** Begin Data extract **
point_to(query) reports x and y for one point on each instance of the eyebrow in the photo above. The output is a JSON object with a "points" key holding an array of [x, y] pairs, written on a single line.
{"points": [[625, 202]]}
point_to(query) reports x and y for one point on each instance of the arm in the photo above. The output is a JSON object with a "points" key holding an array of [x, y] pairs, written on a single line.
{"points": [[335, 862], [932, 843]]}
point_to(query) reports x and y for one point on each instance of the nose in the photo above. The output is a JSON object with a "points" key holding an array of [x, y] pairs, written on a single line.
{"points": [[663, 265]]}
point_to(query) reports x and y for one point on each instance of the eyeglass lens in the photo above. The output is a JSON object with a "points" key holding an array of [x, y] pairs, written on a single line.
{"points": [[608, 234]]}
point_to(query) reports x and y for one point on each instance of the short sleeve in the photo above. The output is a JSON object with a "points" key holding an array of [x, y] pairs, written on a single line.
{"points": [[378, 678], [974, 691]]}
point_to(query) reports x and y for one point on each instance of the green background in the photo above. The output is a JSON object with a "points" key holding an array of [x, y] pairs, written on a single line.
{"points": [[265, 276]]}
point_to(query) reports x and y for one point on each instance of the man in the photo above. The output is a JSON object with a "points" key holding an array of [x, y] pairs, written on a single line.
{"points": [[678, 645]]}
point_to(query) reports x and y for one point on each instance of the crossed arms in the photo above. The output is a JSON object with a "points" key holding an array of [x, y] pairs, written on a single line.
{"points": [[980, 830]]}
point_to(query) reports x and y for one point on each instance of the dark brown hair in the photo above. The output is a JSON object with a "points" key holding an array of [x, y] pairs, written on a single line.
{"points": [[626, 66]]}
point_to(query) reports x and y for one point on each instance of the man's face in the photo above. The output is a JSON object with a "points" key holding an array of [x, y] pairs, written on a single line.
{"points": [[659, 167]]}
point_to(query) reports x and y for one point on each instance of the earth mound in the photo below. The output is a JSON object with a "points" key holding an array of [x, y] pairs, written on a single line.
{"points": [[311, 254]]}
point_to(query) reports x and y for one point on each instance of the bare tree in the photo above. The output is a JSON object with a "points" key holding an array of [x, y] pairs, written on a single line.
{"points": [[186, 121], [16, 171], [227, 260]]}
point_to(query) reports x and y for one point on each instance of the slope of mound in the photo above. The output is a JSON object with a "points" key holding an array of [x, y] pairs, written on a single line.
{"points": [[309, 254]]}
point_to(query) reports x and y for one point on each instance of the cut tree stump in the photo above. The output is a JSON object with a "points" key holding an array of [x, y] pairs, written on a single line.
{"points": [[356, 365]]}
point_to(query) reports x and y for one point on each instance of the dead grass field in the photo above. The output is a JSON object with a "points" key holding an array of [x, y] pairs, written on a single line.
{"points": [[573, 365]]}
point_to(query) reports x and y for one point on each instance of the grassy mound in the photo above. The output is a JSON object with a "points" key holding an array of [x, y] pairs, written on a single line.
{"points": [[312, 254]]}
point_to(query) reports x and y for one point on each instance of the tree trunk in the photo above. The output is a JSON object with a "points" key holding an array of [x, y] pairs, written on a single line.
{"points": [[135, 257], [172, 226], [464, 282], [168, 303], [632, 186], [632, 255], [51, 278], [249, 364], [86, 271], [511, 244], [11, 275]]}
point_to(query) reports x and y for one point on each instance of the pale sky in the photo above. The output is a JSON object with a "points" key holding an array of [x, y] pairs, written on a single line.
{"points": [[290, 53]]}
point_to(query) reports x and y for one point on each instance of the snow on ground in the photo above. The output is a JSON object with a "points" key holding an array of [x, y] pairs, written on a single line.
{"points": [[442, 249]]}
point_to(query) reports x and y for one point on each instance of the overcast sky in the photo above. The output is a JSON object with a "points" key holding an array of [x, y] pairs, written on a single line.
** End Data extract **
* _Objective_
Repeat the records above exactly as they appear.

* _Finished answer_
point_to(query) reports x and y for one point on each instance of the eyebrow in the photo above. The output is a JSON object with a "points" key holding an array of [x, y] pairs, written on a single line.
{"points": [[625, 202]]}
point_to(query) reports x and y for one point on each instance of the arm in the photo above. The output is a JSON object with a "points" key holding an array of [x, y] pairs, written on a single line.
{"points": [[335, 862], [932, 843]]}
point_to(query) reports x and y for one point on each instance of the nose in the photo above. The output is a JSON object with a "points" key holding an array of [x, y] pairs, written on a single line.
{"points": [[663, 265]]}
point_to(query) reports x and y for one point on each instance of the eyeglass lens in the photo above. The output is a JSON object with a "points" key holding an array of [x, y] pairs, written on a single line.
{"points": [[608, 234]]}
point_to(query) reports x and y for one point on each instance of the short sleeve in the photo above. The output is a JSON object with a "points" key holding an array of [x, y] pairs, written on a single line.
{"points": [[378, 678], [974, 691]]}
point_to(query) reports x and y for one point on each instance of the green background in the photo above. The output is a JSON object with a "points" key holding an array of [x, y] pairs, written on a single line.
{"points": [[265, 276]]}
point_to(query) reports x and y for one point on each instance of the man in the photo above. The output is a JSON object with a "points" key holding an array of [x, y] pairs, written on a single line.
{"points": [[678, 645]]}
point_to(query) reports x and y for one point on each instance of the crossed arms in the photo above. The output is a JSON object with a "points" key holding an array of [x, y] pairs, written on a single line.
{"points": [[980, 830]]}
point_to(query) reports x and y for one point on each instance of the dark brown hair in the photo above. The output is a JSON object with a "points" key holding an array of [x, y] pairs, written on a single line.
{"points": [[626, 66]]}
point_to(query) reports x and y for one point on each instance of the man's face in the photo above. The output is a JSON object with a "points" key holding an array of [x, y] pairs, written on a single line.
{"points": [[659, 167]]}
point_to(query) reports x and y for one point on each instance of the earth mound in the photo below. The output is a JSON object with a "points" key holding an array of [x, y] pairs, written on a single line.
{"points": [[311, 254]]}
point_to(query) reports x and y for one point on each instance of the bare tree in the photo above. The output is a JSON object with a "points" key holding an array of [x, y] pairs, written on a single line.
{"points": [[186, 121], [16, 171], [227, 260]]}
point_to(query) reports x and y for one point on each instance of the slope of mound in the photo above. The output is a JSON object with a "points" key holding an array of [x, y] pairs, written on a single line.
{"points": [[309, 254]]}
point_to(query) reports x and y for one point on each instance of the cut tree stump in the photo above. The output is a JSON object with a "points" key holding an array of [x, y] pairs, written on a single line.
{"points": [[356, 365]]}
point_to(query) reports x and y for one point on each instance of the dead grass field in the photo above. The output is a JSON object with a "points" key holding an array of [x, y] pairs, written on a single line.
{"points": [[573, 365]]}
point_to(query) reports x and y for one point on each instance of the grassy mound in the photo above. The output is a JSON object with a "points" key holding an array of [x, y] pairs, written on a single line.
{"points": [[312, 254]]}
point_to(query) reports x and y for one point on each instance of the tree trunk in the photo above. The output is a JSON object with a "points" key holding an array of [x, y] pairs, written on a single line.
{"points": [[135, 257], [172, 226], [464, 282], [168, 303], [632, 186], [632, 255], [51, 278], [249, 364], [86, 271], [511, 244], [11, 275]]}
point_to(query) reports x and y for one point on each instance of the pale sky in the photo above. The output is a JSON object with a "points" key holding an array of [x, y] pairs, written on a single line.
{"points": [[290, 53]]}
point_to(query) reports x and y for one point on each instance of the snow on ground in the photo above. The output is a JSON object with a "points" key holding an array of [x, y] pairs, written on a single line.
{"points": [[442, 249]]}
point_to(query) reports x and y for one point on each instance of the overcast sky in the photo above. The output is a JSON object with a "points" key holding an array of [x, y] pairs, written on a single line.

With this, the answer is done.